RECORDS FOR THIS TASK
---

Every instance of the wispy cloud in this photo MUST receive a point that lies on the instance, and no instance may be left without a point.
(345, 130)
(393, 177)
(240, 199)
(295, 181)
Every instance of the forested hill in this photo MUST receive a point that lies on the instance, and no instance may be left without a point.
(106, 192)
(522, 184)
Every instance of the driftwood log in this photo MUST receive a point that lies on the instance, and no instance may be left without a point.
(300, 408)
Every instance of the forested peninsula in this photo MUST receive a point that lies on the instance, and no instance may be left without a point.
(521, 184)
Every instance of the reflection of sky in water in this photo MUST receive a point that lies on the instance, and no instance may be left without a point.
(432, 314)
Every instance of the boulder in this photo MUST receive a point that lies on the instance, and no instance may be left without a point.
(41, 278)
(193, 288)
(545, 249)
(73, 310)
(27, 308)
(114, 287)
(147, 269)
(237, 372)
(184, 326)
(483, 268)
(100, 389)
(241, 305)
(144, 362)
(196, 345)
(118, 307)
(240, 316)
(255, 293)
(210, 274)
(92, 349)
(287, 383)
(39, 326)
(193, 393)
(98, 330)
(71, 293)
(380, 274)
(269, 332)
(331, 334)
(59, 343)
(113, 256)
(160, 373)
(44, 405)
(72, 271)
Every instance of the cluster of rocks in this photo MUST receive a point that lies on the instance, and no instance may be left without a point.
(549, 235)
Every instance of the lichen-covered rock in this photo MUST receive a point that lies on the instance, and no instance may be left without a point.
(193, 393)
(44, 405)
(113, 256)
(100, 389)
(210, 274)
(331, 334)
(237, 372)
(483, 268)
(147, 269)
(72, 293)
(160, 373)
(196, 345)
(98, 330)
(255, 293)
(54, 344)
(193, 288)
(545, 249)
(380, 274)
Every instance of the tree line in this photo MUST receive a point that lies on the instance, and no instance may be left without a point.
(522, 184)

---

GIVEN INSTRUCTION
Every entry above needs to be quoted exactly.

RESPONSE BELOW
Every instance of the wispy cloud in this photo MUST receive a point that lies on the instance, and no instance may be left without a point.
(345, 130)
(393, 177)
(240, 199)
(295, 181)
Every instance of the forested hill in this photo MUST receive a point that lies on the instance, and no instance may be left without a point.
(106, 192)
(522, 184)
Every instance of the driftwood log in this photo MUST receive a point that lies on the instance, and no instance may be left without a point.
(300, 408)
Every instance of the forested peninsula in this photo MUST receive a point that lies on the instance, and no instance may be left without a point.
(521, 184)
Every instance of the reflection of sky in water in this photo MUST receive a point that lies on the instance, and no instance may be left without a point.
(432, 314)
Every instance of the boulder in this photo MUST receive a point that lies on the instance, and no instance may be left without a point.
(41, 278)
(193, 288)
(545, 249)
(73, 310)
(27, 308)
(114, 287)
(147, 269)
(237, 372)
(184, 326)
(483, 268)
(100, 389)
(241, 305)
(144, 362)
(196, 345)
(118, 307)
(240, 316)
(255, 293)
(210, 274)
(92, 349)
(287, 383)
(39, 326)
(193, 393)
(98, 330)
(71, 293)
(380, 274)
(269, 332)
(331, 334)
(59, 343)
(113, 256)
(160, 373)
(44, 405)
(72, 271)
Every instance of the cluster of rocks in this photo MUST receive a point that lies on the instance, and no instance may be left without a point.
(549, 235)
Every instance of the lichen-covered rock in this photo MUST receive a point that lies on the instance, and no instance may be left without a point.
(193, 393)
(44, 405)
(113, 256)
(100, 389)
(210, 274)
(331, 334)
(237, 372)
(483, 268)
(147, 269)
(72, 293)
(160, 373)
(196, 345)
(98, 330)
(255, 293)
(54, 344)
(193, 288)
(545, 249)
(380, 274)
Every instance of the tree line in this photo MUST receive a point that lies on the instance, and no instance may be left without a point.
(522, 184)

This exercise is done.